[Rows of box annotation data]
━━━━━━━━

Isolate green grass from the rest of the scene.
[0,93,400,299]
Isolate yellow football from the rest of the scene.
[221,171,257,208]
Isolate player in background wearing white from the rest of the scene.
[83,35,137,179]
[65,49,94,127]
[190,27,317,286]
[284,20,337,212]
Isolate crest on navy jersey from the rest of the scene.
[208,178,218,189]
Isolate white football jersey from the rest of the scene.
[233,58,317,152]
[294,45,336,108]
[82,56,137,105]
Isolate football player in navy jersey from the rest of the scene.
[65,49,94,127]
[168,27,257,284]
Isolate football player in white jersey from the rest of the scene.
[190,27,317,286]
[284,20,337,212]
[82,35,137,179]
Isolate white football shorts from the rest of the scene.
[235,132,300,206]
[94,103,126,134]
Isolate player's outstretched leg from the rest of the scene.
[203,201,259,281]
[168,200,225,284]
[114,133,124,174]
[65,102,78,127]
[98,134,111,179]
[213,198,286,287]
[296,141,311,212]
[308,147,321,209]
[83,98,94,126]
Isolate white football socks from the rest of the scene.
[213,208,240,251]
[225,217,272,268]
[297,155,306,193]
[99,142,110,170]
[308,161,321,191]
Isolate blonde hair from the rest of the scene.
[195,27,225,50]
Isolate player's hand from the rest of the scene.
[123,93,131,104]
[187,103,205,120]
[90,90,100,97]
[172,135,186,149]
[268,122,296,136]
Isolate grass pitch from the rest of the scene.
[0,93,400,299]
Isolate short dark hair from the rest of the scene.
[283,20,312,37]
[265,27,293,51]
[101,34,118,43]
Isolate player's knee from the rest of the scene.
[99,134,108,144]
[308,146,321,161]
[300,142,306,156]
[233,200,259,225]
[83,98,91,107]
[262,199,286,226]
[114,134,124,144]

━━━━━━━━

Your task: Turn all of the records above into a numbered list, omitting any blank lines.

Response for this exercise:
1. Isolate green grass from the rest of the scene.
2. [0,93,400,299]
3. Isolate yellow football from the rest of the scene.
4. [221,171,257,208]
5. Isolate player in background wearing white from the rest of the scene.
6. [83,35,137,179]
7. [65,49,94,127]
8. [190,27,317,286]
9. [284,20,337,212]
10. Isolate crest on navy jersey from the rest of the scene.
11. [208,178,218,189]
12. Isolate white football jersey from the rest of the scene.
13. [233,58,317,152]
14. [294,45,336,108]
15. [82,56,137,105]
16. Isolate football player in navy jersey from the rest of the scene.
17. [65,49,94,127]
18. [168,27,257,284]
19. Isolate football player in white jersey from the rest of the scene.
20. [190,27,317,286]
21. [284,20,337,212]
22. [82,35,137,179]
23. Isolate white football shorts from the rest of the scene.
24. [235,132,300,206]
25. [94,103,126,134]
26. Isolate player's outstretched leg from the rest of the scene.
27. [203,201,259,281]
28. [168,200,225,284]
29. [114,133,124,174]
30. [65,102,78,127]
31. [98,134,111,179]
32. [213,198,286,287]
33. [296,141,311,212]
34. [308,147,321,209]
35. [83,98,94,126]
36. Isolate white football socks from the rest of the scene.
37. [213,208,240,251]
38. [225,217,272,268]
39. [297,155,306,193]
40. [99,142,110,170]
41. [308,161,321,191]
42. Isolate blonde hair from the rest of the scene.
43. [195,27,225,50]
44. Isolate player's hand from the rest of the scene.
45. [123,93,131,104]
46. [187,103,205,120]
47. [90,90,100,97]
48. [172,135,186,149]
49. [268,122,296,136]
50. Isolate grass pitch from the rest of the scene.
51. [0,93,400,299]
52. Isolate short dark hair from the rest of the scene.
53. [283,20,312,37]
54. [265,27,293,51]
55. [101,34,118,43]
56. Isolate player's knee from the rest of the scene.
57. [99,134,108,144]
58. [308,146,321,161]
59. [300,142,306,156]
60. [233,200,259,225]
61. [83,98,91,107]
62. [262,199,286,226]
63. [114,134,124,144]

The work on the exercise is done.